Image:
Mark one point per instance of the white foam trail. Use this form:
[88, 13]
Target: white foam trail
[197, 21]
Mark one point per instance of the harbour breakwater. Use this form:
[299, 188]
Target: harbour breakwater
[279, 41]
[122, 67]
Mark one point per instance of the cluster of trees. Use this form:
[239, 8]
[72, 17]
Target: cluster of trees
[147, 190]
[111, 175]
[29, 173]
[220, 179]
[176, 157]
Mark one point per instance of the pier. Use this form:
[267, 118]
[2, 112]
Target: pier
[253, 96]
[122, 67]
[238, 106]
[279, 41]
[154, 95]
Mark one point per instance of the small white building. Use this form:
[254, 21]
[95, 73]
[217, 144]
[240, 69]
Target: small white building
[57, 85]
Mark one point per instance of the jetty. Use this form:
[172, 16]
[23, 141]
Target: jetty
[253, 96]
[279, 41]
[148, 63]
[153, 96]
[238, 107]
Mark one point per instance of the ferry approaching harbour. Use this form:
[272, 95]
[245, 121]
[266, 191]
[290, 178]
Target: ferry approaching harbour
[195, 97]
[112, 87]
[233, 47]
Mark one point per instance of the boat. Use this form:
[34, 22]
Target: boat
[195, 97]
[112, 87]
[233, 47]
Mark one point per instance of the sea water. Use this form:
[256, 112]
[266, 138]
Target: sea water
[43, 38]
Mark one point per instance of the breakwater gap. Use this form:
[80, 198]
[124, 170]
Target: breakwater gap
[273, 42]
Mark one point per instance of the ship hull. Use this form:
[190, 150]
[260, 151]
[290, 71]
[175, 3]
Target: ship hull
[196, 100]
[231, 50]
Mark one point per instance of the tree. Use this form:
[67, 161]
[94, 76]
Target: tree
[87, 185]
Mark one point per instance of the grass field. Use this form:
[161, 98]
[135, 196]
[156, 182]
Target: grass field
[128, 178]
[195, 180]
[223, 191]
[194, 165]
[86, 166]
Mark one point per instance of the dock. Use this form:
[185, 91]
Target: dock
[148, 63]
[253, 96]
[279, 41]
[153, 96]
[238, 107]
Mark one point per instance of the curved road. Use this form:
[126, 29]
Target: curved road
━━━━━━━━━━
== REQUIREMENT ==
Copy here each line of the preceding records with "road" in it.

== ANSWER TO THE EXERCISE ==
Mark one point per instance of the curved road. Use this form:
Target: curved road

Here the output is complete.